* _Exercice A_: Restituez sous forme de liste numérotée les lignes des données, depuis leur début jusqu'à la ligne contenant "point(929, 389)" incluse, sans les lignes vides. Laissez les images hors de la réponse.

* _Extrait à lire_:
_ _ _
La volonté reste donc la clé de l'âme, clé dont il faut définir le pouvoir et les articles 41 et suivant, semblent assimiler l'âme à la volonté, ou, plus exactement, la capacité d'agir sur la pinéale qui "se meut en la façon qui est requise pour produire l'effet qui se rapporte à cette volonté". L'interface pinéale apporte donc, pour Descartes, la solution du paradoxe humain, cependant elle ne fait que déplacer le problème car si la pinéale est corporelle, comment l'immatérialité de l'âme peut elle agir sur cette glande ? La récursivité des actions, et du mouvement des fluides n'apporte-t-elle pas une autre solution ? Le corps serait en première instance passif : il perçoit le monde, il perçoit ses mouvements internes, comme il perçoit ses propres passions, celles d'âme y comprises... Ce sont ces passions qui agissent sur la pinéale de manière à ce qu'elle agisse sur les valves de la volonté : la volonté serait donc seconde et relèverait, in fine, plus du corps que de l'âme. Paradoxe d'une volonté passivement induite et renforcée par les passions du corps.
Au terme de ce paradoxe, l'âme se vide de sa substance puisqu'elle se réduit aux mouvements de la pinéale, mouvement dont la source et le moteur se trouvent dans la récursivité systémique des passions et des actions permettant ainsi, dans une analyse des passions et des volitions, de faire l'économie de leur cause immatérielle, à savoir de l'âme elle-même. C'est là certes dépasser, de loin, la pensée cartésienne - l'âme est pour lui indispensable à la pensée de Dieu comme de l'homme - mais ce questionnement de l'âme, qui s'anéantit dans la dynamique propre du corps, replace le corps dans une position centrale.

Les passions chez Descartes sont utiles : adaptations aux contraintes du corps, elles disposent l'âme à vouloir les choses "que la nature dicte nous être utiles". Peut-on dire qu'elles sont indispensables à la volition, donc à l'existence même de l'âme ? Si la typologie cartésienne cherche à tenir compte de l'unicité de l'âme ( il récuse la subdivision thomiste de l'âme concupiscible et irascible ) le dénombrement et la description des passions, dont il dégage six primitives, rend compte avec subtilité de l'implication du corps dans chacune d'elles. Certes, la typologie passionnelle date, en regard de la psychologie moderne, mais nous trouvons en elle une physiologie du corps tout autant qu'une analytique de l'âme. On trouvera donc, outre une description phénoménologique et psychologique de ces passions, un exposé des modifications physiologiques du corps : pouls, respiration, tremblements et sueurs, température et excitation des nerfs accompagnent ces mouvements de l'âme et font d'eux de véritables émotions du corps... accompagnant ces manifestations, regard, geste, voix, pâleurs et rougeurs, les pleurs, le rire ou éclats de voix rendent sensibles ces passions qui seraient, peut-être, méconnues et l'expriment à autrui, pour autant que l'on sache en interpréter les signes.
_ _ _
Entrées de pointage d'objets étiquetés
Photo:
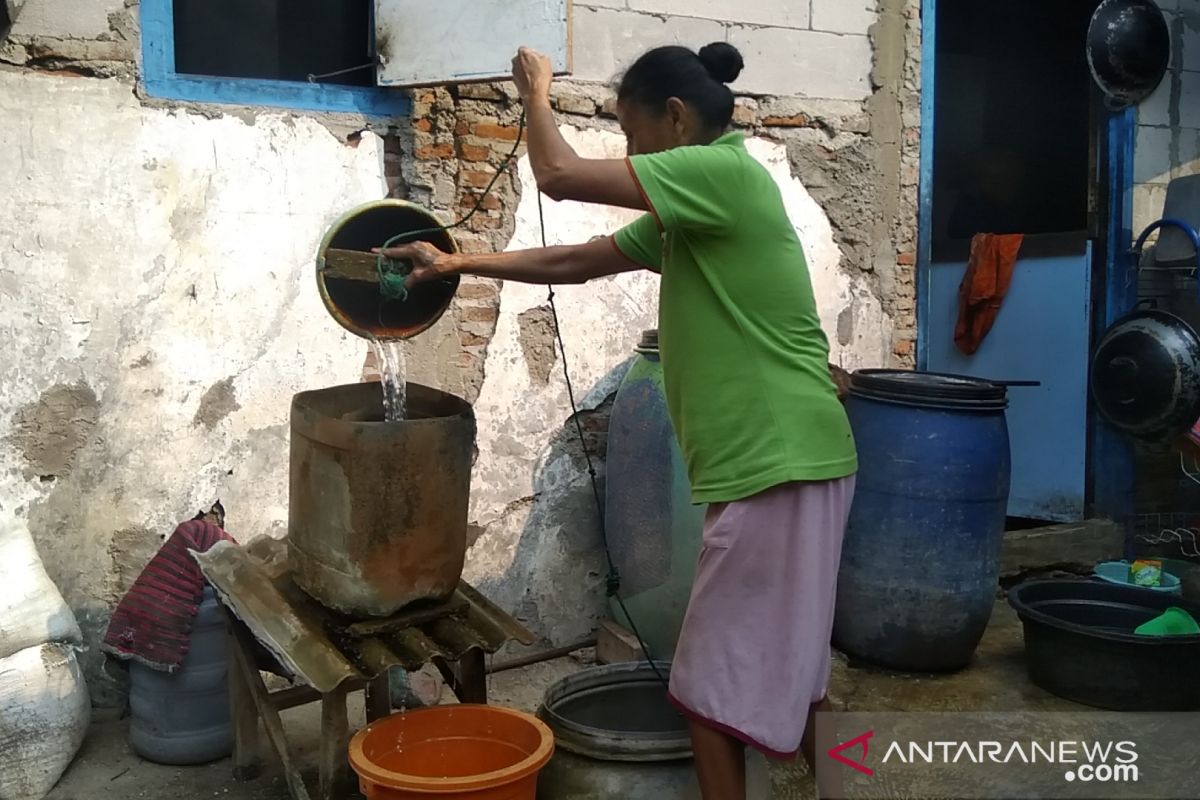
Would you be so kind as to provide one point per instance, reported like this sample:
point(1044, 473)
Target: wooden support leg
point(249, 669)
point(378, 697)
point(243, 714)
point(473, 672)
point(335, 740)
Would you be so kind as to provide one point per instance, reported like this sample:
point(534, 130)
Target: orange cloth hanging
point(984, 286)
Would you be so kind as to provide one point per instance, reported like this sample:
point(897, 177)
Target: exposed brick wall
point(461, 134)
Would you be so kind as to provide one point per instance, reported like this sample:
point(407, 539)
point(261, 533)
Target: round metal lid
point(929, 389)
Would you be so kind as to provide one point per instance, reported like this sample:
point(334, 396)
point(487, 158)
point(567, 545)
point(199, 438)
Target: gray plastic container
point(183, 719)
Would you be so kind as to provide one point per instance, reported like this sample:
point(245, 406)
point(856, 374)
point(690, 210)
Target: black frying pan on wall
point(1128, 50)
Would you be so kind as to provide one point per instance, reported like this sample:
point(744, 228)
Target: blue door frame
point(1109, 457)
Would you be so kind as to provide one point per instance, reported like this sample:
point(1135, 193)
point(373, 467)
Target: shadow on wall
point(556, 579)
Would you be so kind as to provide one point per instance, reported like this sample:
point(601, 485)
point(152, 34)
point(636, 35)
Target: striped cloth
point(153, 623)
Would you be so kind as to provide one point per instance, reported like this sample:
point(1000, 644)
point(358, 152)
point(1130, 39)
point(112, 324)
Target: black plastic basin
point(1080, 645)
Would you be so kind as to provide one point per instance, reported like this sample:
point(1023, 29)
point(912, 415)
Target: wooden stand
point(250, 702)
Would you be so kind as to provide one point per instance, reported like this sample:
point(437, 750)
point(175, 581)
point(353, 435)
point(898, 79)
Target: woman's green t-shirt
point(744, 358)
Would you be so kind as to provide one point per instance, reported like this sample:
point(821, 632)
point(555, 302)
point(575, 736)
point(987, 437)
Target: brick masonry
point(461, 134)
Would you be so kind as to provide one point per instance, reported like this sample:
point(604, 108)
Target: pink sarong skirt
point(754, 649)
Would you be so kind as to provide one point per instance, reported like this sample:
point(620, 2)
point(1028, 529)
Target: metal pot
point(1146, 376)
point(1128, 49)
point(353, 296)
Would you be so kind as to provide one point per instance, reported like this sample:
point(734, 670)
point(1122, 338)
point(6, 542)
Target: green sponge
point(1174, 621)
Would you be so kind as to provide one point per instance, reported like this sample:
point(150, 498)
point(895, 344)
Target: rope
point(613, 577)
point(393, 274)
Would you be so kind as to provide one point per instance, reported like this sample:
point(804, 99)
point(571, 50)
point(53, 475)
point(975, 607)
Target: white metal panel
point(427, 42)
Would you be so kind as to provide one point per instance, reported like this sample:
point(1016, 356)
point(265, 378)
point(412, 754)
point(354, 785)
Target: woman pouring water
point(745, 366)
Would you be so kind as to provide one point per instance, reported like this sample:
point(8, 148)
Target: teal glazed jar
point(654, 530)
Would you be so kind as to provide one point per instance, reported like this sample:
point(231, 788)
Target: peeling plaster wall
point(66, 18)
point(157, 310)
point(155, 269)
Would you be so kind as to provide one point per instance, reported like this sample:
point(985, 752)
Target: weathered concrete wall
point(813, 48)
point(157, 312)
point(157, 378)
point(1169, 121)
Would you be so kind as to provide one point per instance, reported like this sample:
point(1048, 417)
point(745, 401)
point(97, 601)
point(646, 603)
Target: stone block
point(844, 16)
point(781, 61)
point(778, 13)
point(607, 41)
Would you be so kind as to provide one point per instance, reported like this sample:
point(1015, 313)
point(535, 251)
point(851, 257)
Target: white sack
point(45, 710)
point(31, 608)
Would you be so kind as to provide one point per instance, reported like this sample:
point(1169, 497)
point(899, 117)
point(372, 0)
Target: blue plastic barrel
point(654, 531)
point(183, 717)
point(921, 561)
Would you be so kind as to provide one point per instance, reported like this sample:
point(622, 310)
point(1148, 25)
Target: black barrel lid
point(929, 390)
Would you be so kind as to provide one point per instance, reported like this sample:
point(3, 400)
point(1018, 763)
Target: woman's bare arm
point(558, 265)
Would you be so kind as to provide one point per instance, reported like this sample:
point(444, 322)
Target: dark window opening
point(1013, 127)
point(276, 40)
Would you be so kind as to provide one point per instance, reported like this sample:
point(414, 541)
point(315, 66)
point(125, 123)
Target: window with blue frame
point(303, 54)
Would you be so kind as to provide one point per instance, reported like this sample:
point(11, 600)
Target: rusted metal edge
point(318, 645)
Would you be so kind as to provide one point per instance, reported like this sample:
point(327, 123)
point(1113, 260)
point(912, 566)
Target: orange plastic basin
point(481, 752)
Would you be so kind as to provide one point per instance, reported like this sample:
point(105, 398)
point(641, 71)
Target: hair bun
point(723, 61)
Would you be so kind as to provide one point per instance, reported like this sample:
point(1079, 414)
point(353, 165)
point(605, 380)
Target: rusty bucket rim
point(336, 228)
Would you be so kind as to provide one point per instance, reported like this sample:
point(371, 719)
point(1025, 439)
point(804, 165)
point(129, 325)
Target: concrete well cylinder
point(378, 510)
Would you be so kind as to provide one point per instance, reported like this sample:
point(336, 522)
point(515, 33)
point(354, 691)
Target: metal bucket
point(378, 511)
point(357, 305)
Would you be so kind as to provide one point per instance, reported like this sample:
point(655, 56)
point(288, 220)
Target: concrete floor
point(106, 768)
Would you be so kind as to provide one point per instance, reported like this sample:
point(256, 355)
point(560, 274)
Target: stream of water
point(390, 362)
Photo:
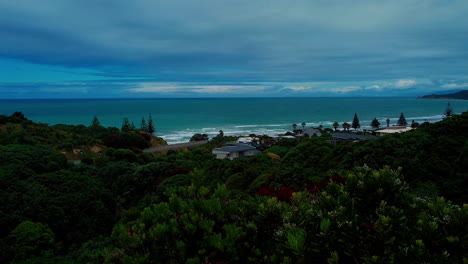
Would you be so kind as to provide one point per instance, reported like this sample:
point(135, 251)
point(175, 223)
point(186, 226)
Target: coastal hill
point(461, 95)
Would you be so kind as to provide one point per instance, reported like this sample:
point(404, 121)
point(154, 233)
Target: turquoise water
point(178, 119)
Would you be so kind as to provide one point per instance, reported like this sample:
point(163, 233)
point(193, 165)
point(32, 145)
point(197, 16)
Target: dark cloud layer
point(242, 41)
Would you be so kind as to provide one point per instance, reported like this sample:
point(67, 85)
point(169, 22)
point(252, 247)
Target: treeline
point(303, 200)
point(17, 129)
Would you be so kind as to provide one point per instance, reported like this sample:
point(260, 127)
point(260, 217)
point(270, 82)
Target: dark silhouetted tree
point(402, 120)
point(95, 122)
point(355, 123)
point(346, 126)
point(199, 137)
point(448, 111)
point(336, 125)
point(151, 128)
point(125, 125)
point(144, 126)
point(375, 123)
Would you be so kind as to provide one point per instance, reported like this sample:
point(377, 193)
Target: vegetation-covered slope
point(302, 200)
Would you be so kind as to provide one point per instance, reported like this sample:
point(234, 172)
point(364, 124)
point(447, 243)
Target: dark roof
point(235, 147)
point(349, 136)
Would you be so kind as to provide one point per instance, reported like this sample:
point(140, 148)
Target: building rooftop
point(234, 147)
point(349, 136)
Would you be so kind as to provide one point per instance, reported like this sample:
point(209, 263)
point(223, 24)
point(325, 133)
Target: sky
point(231, 48)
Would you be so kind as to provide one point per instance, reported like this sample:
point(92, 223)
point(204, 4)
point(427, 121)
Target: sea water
point(176, 120)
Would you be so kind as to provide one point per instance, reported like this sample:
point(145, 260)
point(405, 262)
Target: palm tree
point(448, 111)
point(375, 123)
point(355, 123)
point(336, 126)
point(402, 120)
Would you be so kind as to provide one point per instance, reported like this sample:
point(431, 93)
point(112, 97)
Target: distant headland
point(461, 95)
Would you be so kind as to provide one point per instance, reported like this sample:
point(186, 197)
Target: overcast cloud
point(147, 48)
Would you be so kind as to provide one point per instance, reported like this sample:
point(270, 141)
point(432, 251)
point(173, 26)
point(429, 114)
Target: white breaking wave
point(276, 129)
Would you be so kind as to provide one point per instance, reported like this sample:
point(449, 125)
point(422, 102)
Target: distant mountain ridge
point(461, 95)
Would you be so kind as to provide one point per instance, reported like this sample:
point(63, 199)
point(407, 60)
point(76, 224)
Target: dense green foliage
point(301, 201)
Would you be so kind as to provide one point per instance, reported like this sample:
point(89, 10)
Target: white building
point(235, 150)
point(392, 130)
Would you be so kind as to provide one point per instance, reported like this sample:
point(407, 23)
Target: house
point(392, 130)
point(235, 150)
point(349, 137)
point(312, 131)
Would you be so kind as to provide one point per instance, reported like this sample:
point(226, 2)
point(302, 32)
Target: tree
point(30, 238)
point(448, 111)
point(402, 120)
point(336, 125)
point(95, 122)
point(375, 123)
point(126, 125)
point(144, 126)
point(151, 128)
point(355, 123)
point(346, 126)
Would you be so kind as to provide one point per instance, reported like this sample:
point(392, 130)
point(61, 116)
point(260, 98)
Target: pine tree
point(402, 120)
point(151, 128)
point(375, 123)
point(126, 125)
point(95, 122)
point(448, 111)
point(144, 126)
point(336, 125)
point(346, 126)
point(355, 123)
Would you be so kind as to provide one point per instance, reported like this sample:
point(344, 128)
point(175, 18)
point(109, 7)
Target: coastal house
point(235, 150)
point(392, 130)
point(312, 131)
point(349, 137)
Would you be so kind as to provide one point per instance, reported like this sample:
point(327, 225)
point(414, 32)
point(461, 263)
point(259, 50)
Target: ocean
point(176, 120)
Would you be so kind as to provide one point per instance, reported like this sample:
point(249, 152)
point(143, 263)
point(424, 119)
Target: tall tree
point(402, 120)
point(448, 111)
point(151, 128)
point(95, 122)
point(355, 123)
point(336, 125)
point(126, 125)
point(346, 126)
point(375, 123)
point(144, 126)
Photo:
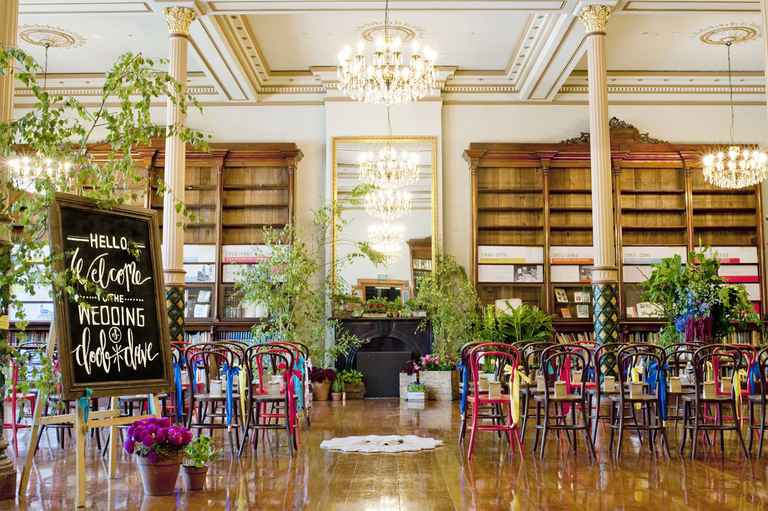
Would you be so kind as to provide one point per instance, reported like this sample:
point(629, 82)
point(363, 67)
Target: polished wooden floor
point(435, 480)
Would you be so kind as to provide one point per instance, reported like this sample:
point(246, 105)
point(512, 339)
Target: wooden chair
point(650, 398)
point(559, 363)
point(264, 364)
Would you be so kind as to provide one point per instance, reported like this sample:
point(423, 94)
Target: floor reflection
point(436, 480)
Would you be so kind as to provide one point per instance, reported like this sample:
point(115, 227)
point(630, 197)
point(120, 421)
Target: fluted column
point(604, 273)
point(179, 19)
point(9, 18)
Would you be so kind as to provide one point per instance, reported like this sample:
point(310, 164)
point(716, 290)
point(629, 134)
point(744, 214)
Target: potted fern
point(197, 455)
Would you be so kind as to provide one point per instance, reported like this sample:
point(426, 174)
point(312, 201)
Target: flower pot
point(194, 477)
point(159, 478)
point(354, 391)
point(321, 390)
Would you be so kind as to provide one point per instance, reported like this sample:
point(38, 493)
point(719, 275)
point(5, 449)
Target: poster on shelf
point(200, 273)
point(496, 273)
point(564, 273)
point(740, 274)
point(633, 273)
point(199, 253)
point(735, 255)
point(651, 255)
point(492, 254)
point(115, 342)
point(571, 255)
point(245, 254)
point(231, 272)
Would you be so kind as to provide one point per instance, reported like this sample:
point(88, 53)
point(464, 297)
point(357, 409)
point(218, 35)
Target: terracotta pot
point(159, 478)
point(321, 390)
point(194, 477)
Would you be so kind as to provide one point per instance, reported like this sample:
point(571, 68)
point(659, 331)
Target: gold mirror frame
point(383, 140)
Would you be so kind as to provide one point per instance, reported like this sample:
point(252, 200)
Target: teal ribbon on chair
point(230, 372)
point(84, 403)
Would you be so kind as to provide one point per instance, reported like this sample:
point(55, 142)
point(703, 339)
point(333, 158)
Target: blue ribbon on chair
point(753, 377)
point(179, 390)
point(297, 388)
point(230, 372)
point(464, 391)
point(656, 376)
point(84, 402)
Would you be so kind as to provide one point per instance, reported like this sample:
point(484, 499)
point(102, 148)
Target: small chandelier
point(387, 239)
point(387, 204)
point(389, 169)
point(387, 76)
point(734, 166)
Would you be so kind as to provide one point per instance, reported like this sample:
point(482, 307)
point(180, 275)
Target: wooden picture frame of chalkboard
point(120, 343)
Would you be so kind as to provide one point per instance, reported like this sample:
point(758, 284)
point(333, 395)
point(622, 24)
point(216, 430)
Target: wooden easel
point(98, 419)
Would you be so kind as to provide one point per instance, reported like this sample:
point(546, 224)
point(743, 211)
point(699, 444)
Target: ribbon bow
point(84, 403)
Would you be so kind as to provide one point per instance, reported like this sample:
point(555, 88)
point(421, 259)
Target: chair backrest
point(641, 354)
point(560, 360)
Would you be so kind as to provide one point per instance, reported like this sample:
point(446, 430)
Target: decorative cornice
point(629, 131)
point(595, 18)
point(179, 19)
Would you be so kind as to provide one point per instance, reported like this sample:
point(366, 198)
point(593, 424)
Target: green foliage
point(199, 452)
point(295, 286)
point(63, 130)
point(451, 303)
point(696, 291)
point(350, 377)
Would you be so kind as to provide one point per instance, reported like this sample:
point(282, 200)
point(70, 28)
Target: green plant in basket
point(200, 452)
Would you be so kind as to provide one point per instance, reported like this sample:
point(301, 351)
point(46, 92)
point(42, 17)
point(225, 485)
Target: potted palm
point(158, 447)
point(197, 455)
point(321, 382)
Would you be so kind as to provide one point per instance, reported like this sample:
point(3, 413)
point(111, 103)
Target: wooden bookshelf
point(233, 192)
point(539, 195)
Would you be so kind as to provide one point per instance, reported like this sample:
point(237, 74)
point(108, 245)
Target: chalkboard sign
point(118, 343)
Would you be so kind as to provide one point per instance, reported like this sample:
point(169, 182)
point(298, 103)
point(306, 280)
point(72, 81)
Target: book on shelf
point(582, 297)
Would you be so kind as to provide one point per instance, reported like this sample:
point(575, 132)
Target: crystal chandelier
point(387, 239)
point(389, 169)
point(734, 166)
point(387, 76)
point(387, 204)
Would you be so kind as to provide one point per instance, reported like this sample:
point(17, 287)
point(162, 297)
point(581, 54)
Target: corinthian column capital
point(179, 19)
point(595, 18)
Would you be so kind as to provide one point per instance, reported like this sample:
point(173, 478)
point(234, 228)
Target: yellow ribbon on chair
point(738, 377)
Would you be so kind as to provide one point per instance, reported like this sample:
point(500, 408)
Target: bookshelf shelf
point(661, 203)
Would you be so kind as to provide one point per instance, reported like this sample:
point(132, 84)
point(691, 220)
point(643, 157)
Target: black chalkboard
point(119, 343)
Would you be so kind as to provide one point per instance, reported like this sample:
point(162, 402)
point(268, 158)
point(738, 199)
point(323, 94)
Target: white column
point(604, 274)
point(179, 20)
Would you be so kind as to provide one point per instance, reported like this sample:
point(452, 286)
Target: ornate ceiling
point(489, 51)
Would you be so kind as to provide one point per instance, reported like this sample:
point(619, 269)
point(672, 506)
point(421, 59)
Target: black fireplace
point(390, 343)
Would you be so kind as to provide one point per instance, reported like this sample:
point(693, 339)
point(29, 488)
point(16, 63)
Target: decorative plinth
point(606, 312)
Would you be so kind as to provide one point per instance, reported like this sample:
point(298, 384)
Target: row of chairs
point(573, 388)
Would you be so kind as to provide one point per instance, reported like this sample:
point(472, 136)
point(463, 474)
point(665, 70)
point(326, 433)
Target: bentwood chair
point(560, 364)
point(207, 362)
point(505, 359)
point(270, 372)
point(649, 399)
point(705, 409)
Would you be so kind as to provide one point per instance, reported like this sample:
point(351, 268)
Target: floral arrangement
point(155, 438)
point(697, 303)
point(320, 375)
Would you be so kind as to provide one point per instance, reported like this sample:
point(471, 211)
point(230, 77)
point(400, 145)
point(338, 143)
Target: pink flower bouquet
point(155, 438)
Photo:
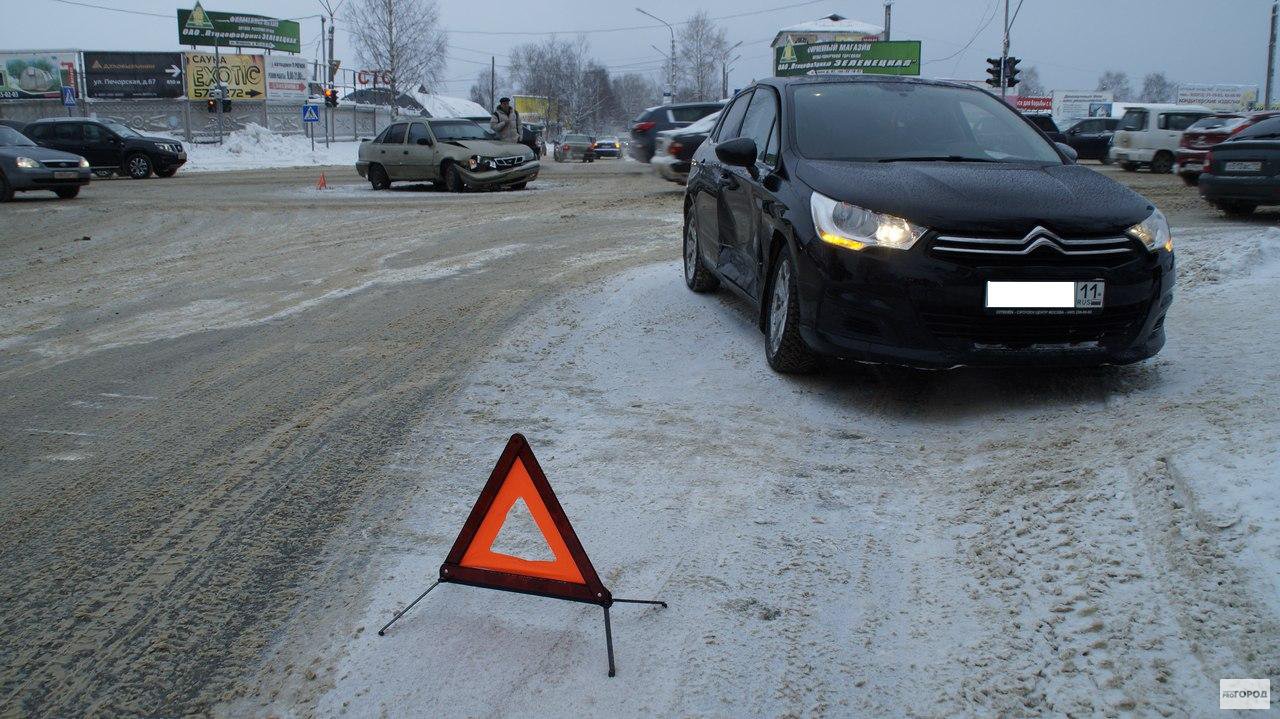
_ _ _
* _Exercice B_: Résumez l'extrait à lire en deux phrases.

* _Résultat de l'exercice A_:
1. Photo:
2. Would you be so kind as to provide one point per instance, reported like this sample:
3. point(1044, 473)
4. Target: wooden support leg
5. point(249, 669)
6. point(378, 697)
7. point(243, 714)
8. point(473, 672)
9. point(335, 740)
10. Would you be so kind as to provide one point per instance, reported like this sample:
11. point(534, 130)
12. Target: orange cloth hanging
13. point(984, 286)
14. Would you be so kind as to provide one point per instance, reported like this sample:
15. point(897, 177)
16. Target: exposed brick wall
17. point(461, 134)
18. Would you be so kind as to provide one point per instance, reported like this sample:
19. point(407, 539)
20. point(261, 533)
21. Target: round metal lid
22. point(929, 389)

* _Résultat de l'exercice B_: Chez Descartes, la pinéale est l'interface par laquelle l'âme agit sur le corps, mais si ce sont les passions du corps qui agissent sur elle, la volonté relèverait plus du corps que de l'âme, laquelle se viderait de sa substance. Jugées utiles par Descartes, les passions sont décrites dans sa typologie avec les modifications physiologiques et les signes visibles qui les accompagnent, ce qui en fait une physiologie du corps autant qu'une analytique de l'âme.